··· Extract provided ···
DNI (Direct Normal Irradiance)

Direct Normal Irradiance is the direct irradiance on surfaces perpendicular to the sun rays (tracking the sun). Of interest mainly for solar thermal and concentrated photovoltaic power generation. It is measured in watt per square meter (W/m2^2 ) or joules per square centimetre (J/cm2^2).

The indicated is the average over the preceeding time period.

  • This variable can be found in the following package: Solar and the History API

GHI (Shortwave Radiation)

Solar radiation is defined as the amount of total short-wave radiation energy reaching the horizontal Earth surface. Technically, it is also referred to as GHI (Global Horizontal Irradiance). The GHI can be split up into 3 components: diffuse, direct and reflected radiation. All radiation variables are measured in watt per square meter (W/m2^2 ) or joules per square centimetre (J/cm2^2 ).

The indicated GHI is the average over the preceeding time period.

GNI (Global Normal Irradiance)

Global Normal Irradiance is the global irradiation on surfaces perpendicular to the sun rays (tracking the sun) and is expressed in watt per square meter (W/m2^2 ) or joules per square centimetre (J/cm2^2).

The indicated GNI is the average over the preceeding time period.

  • This variable can be found in the following package: Solar and the History API

GTI (Global Tilted Irradiation)
··· Data segment ···
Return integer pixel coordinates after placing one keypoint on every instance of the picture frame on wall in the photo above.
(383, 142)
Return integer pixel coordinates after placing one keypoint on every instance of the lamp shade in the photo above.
···
### Challenge
Carry on the solar irradiance text after its last line, "GTI (Global Tilted Irradiation)". The data has nothing to do with what comes next.

### Right answer
Global Tilted Irradiation is the global irradiance on a defined surface inclination, which is usually a PV module. All PV system simulations are based on the irradiation on the module plane. It is measured in watt per square meter (W/m2^2 ) or joules per square centimetre (J/cm2^2 ).

The indicated GTI is the average over the preceeding time period.

  • This variable can be found in the following package: PV Pro

Photosynthetic Active Radiation

Photosynthetic active radiation (PAR) is electromagnetic radiation in a special range of the light spectrum which is mainly used by phototrophic organisms in photosynthesis. It covers most of the range of radiation with a wavelength between 380 nm and 780 nm (which is visible to humans).

The indicated photosynthetic active radiation applies to the point in time that is specified.

Photosynthetic Photon Flux Density

Photosynthetically active photon flux density (PFD or PPFD) is the current density of photons in the photosynthetically active solar spectrum. It is usually given in µmol(photons)/(m²s) in the range of wavelengths from 400 to 700 nm.

The indicated photosynthetically active photon flux density applies to the point in time that is specified.

IAM (Incidence Angle Modifier)

The glass surface of a PV system reflects the incoming radiation depending on the inclination angle. The Incidence Angle Modifier describes the share of radiation that is available for power generation. It has no unit and the value is always between 0 and 1.

  • This variable can be found in the following package: PV Pro

Module Temperature

The Module Temperature describes the temperature of the solar cell. It is influenced by the outside temperature, the irradiation and the wind speed and has significant effect on the Performance ratio (PR). It's unit is °C.

The indicated heat flux applies to the point in time that is specified.

  • This variable can be found in the following package: PV Pro

Performance Ratio (PR)

The performance ratio describes the efficiency of a power plant and varies significantly within different weather conditions. It is depending on surface reflectance, module temperature, spectral sensitivity and snow coverage and is expressed in percent (%).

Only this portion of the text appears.